● AIM
Reproduce word for word the rows below, everything from the line containing "of the pine" down to the line containing "point(979, 612)", including both of those lines.

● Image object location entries
........

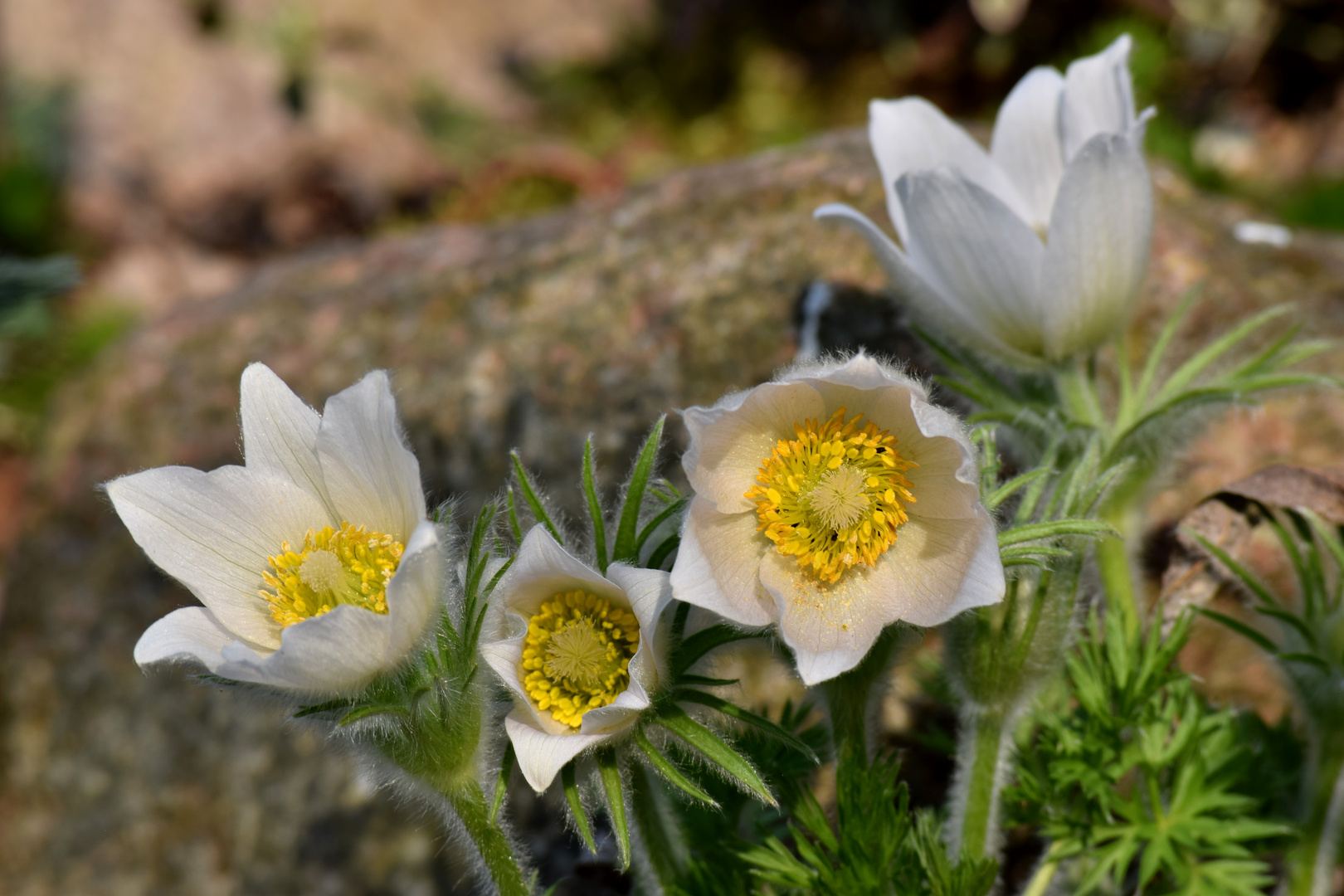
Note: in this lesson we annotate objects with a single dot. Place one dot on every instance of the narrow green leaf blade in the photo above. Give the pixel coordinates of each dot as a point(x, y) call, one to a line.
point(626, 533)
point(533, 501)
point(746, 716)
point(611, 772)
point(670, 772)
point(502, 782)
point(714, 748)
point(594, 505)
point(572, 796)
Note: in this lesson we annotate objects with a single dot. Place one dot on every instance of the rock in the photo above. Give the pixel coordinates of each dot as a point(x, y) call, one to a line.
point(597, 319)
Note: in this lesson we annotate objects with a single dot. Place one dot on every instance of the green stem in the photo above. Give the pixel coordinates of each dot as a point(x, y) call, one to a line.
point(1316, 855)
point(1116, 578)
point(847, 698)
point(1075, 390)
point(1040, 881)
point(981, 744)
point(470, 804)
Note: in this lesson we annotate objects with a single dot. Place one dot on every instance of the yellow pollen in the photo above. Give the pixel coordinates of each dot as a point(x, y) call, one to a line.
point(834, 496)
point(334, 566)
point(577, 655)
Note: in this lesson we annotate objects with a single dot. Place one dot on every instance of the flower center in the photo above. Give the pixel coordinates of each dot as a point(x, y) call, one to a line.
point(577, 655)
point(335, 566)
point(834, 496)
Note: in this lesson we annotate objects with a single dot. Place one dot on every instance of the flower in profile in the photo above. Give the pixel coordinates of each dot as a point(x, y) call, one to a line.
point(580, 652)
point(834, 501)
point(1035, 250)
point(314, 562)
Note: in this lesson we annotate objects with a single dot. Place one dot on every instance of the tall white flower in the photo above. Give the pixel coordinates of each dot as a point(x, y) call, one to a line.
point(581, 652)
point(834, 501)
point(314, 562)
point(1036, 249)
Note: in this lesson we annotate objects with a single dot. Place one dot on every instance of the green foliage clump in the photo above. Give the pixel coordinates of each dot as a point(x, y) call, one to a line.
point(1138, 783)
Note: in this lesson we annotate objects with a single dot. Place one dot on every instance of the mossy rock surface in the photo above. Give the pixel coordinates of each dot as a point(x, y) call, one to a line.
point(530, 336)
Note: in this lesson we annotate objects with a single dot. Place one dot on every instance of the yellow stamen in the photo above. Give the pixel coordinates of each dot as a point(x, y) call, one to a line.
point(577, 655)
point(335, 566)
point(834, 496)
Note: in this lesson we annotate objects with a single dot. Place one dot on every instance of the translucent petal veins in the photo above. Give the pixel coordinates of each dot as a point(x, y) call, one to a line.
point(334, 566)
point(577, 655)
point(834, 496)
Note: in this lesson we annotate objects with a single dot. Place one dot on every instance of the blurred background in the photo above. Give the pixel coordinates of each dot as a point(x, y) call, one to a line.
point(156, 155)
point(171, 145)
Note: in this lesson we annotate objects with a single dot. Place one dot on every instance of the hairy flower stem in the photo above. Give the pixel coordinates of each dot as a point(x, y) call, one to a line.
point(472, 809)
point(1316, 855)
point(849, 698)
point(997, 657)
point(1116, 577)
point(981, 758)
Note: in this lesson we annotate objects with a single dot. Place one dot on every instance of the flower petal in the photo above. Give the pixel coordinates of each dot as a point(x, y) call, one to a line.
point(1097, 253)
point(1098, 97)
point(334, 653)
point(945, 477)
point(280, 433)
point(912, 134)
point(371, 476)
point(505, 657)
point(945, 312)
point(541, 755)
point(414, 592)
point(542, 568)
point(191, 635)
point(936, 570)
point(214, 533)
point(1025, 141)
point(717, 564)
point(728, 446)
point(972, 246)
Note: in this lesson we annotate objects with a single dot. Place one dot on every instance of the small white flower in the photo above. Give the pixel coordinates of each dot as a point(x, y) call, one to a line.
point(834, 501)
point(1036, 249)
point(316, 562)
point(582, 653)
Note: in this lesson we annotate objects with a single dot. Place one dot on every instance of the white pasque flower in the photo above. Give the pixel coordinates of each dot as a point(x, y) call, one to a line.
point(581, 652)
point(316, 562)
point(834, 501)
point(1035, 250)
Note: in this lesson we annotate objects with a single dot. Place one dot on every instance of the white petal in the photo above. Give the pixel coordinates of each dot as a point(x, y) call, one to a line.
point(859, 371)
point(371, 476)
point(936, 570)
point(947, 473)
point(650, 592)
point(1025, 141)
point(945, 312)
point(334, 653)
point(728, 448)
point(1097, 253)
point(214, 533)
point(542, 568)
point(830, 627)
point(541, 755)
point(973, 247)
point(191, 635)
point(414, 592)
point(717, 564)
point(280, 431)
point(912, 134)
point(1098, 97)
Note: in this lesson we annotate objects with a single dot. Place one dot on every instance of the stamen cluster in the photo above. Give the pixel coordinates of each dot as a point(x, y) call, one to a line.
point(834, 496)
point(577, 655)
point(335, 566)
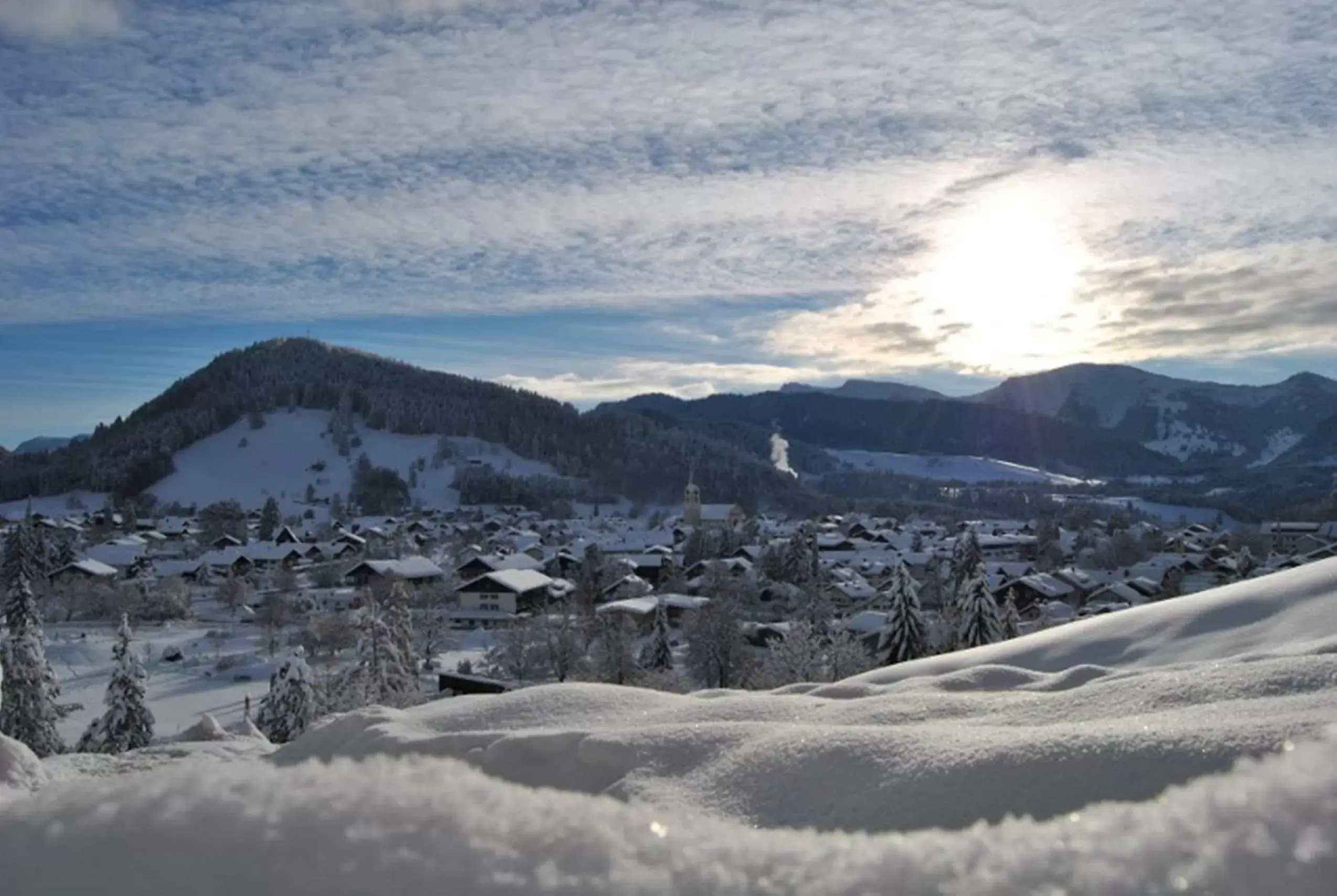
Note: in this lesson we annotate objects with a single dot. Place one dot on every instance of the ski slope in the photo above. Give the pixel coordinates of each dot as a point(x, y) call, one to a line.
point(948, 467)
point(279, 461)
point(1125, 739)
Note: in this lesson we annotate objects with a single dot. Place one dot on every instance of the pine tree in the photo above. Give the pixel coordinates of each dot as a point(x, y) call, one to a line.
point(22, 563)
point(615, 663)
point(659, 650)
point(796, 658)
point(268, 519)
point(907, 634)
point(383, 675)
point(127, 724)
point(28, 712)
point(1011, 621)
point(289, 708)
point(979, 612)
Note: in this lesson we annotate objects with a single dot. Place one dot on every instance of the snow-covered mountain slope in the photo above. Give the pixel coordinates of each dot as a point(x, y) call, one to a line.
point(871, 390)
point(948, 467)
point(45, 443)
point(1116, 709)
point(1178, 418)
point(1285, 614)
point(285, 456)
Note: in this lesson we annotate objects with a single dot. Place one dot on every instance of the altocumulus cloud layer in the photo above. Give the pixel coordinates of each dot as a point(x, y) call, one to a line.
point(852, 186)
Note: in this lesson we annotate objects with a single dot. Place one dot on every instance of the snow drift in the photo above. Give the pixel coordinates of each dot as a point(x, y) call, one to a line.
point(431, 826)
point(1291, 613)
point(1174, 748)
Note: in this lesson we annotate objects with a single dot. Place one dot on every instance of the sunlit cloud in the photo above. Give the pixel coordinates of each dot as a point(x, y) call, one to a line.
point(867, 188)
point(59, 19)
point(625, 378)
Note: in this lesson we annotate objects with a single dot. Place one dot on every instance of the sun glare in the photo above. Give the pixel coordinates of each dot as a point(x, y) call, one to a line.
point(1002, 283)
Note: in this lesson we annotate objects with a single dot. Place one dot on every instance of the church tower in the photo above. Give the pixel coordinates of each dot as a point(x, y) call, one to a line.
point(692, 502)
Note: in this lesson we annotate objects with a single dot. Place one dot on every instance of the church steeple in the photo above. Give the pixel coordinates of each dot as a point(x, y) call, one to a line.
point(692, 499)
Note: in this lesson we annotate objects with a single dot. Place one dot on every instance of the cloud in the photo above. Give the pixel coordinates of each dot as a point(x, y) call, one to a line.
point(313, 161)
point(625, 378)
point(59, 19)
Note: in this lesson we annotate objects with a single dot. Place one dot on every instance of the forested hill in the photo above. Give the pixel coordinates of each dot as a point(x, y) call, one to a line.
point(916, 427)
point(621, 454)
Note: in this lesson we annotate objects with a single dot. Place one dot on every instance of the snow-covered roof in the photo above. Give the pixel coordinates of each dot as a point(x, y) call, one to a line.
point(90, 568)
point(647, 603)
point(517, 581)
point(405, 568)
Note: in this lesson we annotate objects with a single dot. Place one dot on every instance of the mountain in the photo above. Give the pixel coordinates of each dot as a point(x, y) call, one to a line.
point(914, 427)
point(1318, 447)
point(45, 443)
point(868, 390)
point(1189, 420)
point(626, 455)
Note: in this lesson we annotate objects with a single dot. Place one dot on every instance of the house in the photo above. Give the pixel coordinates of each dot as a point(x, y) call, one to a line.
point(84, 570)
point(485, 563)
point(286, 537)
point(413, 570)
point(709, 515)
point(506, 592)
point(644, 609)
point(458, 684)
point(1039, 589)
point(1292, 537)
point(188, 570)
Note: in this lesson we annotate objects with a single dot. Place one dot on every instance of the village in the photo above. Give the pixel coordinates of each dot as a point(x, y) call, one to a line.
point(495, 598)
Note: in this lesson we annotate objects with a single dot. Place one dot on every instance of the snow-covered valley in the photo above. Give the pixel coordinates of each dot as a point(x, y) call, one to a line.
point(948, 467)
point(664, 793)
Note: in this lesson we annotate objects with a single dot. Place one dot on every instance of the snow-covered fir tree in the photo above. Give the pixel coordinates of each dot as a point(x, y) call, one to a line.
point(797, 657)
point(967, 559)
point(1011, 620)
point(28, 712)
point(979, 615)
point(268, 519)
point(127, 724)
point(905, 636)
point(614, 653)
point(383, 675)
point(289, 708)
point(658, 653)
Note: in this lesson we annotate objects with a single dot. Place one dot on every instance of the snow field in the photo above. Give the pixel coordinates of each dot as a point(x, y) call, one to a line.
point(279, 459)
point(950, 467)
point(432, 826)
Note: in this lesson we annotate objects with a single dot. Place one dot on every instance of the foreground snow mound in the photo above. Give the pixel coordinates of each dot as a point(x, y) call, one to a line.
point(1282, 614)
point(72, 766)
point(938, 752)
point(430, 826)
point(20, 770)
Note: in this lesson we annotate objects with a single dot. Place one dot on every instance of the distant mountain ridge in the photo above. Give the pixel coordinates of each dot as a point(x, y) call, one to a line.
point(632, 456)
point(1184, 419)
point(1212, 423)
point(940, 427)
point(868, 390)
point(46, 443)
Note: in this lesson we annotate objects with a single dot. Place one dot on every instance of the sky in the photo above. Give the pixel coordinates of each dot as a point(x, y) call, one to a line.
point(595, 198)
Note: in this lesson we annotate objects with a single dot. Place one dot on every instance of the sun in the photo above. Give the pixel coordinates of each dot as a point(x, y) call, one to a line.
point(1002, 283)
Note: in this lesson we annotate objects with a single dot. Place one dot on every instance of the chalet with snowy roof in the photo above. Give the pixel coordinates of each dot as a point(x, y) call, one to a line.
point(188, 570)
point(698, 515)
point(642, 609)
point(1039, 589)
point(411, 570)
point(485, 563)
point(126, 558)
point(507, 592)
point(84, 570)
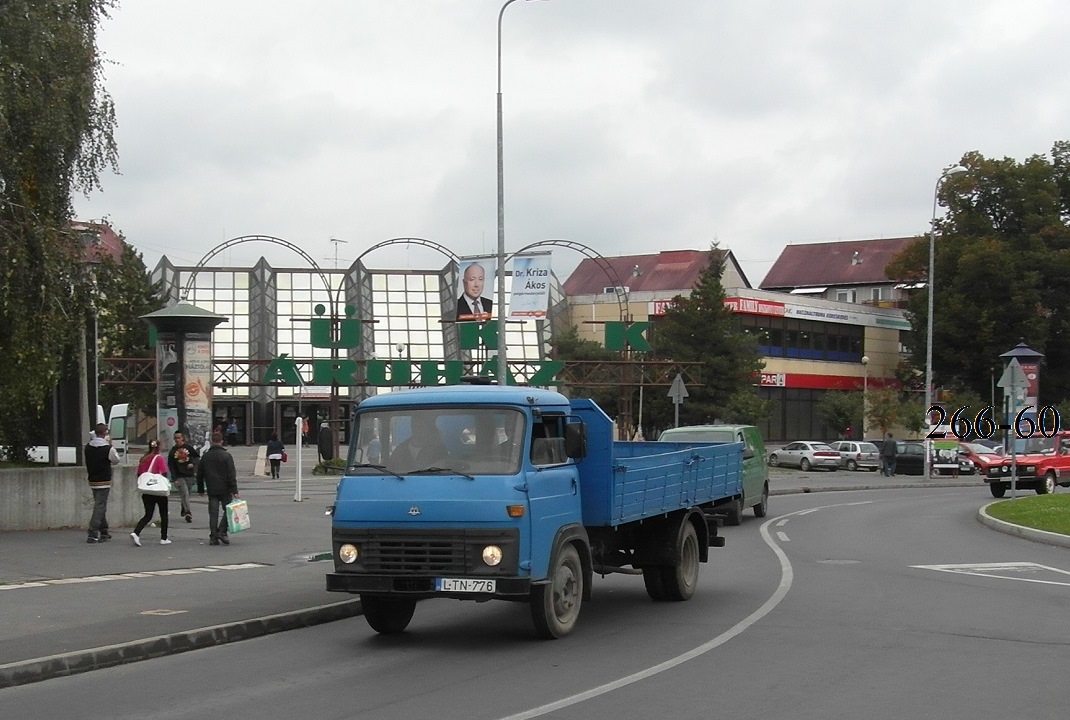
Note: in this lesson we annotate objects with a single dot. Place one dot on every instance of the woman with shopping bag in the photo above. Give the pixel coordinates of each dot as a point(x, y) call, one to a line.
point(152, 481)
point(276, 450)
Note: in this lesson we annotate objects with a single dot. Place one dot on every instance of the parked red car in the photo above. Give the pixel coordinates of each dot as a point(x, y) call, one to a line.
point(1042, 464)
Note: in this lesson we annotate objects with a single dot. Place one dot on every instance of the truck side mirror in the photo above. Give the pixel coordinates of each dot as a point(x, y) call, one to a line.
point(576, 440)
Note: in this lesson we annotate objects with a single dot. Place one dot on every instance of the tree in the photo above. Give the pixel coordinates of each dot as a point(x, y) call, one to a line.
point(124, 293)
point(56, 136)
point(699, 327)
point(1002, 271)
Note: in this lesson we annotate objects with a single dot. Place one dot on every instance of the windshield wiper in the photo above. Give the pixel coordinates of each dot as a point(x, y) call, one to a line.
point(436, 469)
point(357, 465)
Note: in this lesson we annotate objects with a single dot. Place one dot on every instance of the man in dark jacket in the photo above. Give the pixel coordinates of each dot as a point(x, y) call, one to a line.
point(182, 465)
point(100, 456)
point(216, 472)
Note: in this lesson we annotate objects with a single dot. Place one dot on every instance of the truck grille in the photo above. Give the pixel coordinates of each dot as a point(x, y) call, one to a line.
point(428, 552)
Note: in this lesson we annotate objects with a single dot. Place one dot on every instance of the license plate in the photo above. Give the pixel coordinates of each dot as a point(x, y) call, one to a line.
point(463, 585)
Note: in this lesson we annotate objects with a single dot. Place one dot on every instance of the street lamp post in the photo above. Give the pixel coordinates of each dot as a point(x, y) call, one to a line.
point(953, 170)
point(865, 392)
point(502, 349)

........

● RIGHT ANSWER
Note: in this lesson we annotate objects with a single dot. Place one dot on every instance of the pine tree in the photo above. Give the pixel coordinates of each dot as a point(x, y) call, one to a line.
point(22, 563)
point(615, 663)
point(659, 650)
point(796, 658)
point(268, 519)
point(907, 634)
point(383, 675)
point(127, 724)
point(28, 712)
point(1011, 621)
point(289, 708)
point(979, 612)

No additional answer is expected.